### What you have to do
Gather each line of the entries below that includes "above".

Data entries
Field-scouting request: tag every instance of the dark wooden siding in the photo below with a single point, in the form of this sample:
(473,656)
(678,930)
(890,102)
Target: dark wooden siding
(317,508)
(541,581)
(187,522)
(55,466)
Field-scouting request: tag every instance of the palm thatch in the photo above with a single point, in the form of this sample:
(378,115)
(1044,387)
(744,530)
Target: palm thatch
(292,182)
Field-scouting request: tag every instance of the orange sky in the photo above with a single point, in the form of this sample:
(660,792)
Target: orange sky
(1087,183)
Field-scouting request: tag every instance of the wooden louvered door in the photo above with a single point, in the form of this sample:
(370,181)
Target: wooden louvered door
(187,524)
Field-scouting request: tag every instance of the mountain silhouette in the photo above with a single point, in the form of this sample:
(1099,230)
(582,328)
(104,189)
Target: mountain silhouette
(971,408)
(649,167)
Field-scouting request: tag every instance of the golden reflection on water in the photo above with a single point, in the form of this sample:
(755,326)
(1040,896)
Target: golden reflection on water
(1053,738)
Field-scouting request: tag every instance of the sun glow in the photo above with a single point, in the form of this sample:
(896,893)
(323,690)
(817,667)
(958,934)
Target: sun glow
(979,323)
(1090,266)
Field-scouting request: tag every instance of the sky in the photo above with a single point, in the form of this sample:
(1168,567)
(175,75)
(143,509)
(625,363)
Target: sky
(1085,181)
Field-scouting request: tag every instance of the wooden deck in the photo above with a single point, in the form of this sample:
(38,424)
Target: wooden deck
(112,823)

### Exercise solution
Field-scouting request: tag every instance of the palm thatch in the photo above with a single point, in the form of this sample:
Field-scouting request: tag every instance of the orange sky in the photo above with a single point, in the form of this sample:
Field-scouting request: tag every instance of the wooden louvered door in the photo above with a single point, in the form of this sample:
Field-scouting request: tag every instance of the mountain silhouette in the photo above with a single point, in the form of this sample:
Field-scouting request: tag every instance of the golden reflection on water in the photo above with a single point, in the form of this sample:
Field-scouting request: tag every instance of the sun glow in the photo above with a single point, in the form of this sample:
Field-scouting request: tag every instance of the sky in the photo above with a single point, in the form of this sample:
Field-scouting request: tag every instance of the wooden deck in the photo above with a single point, in the form of this sample:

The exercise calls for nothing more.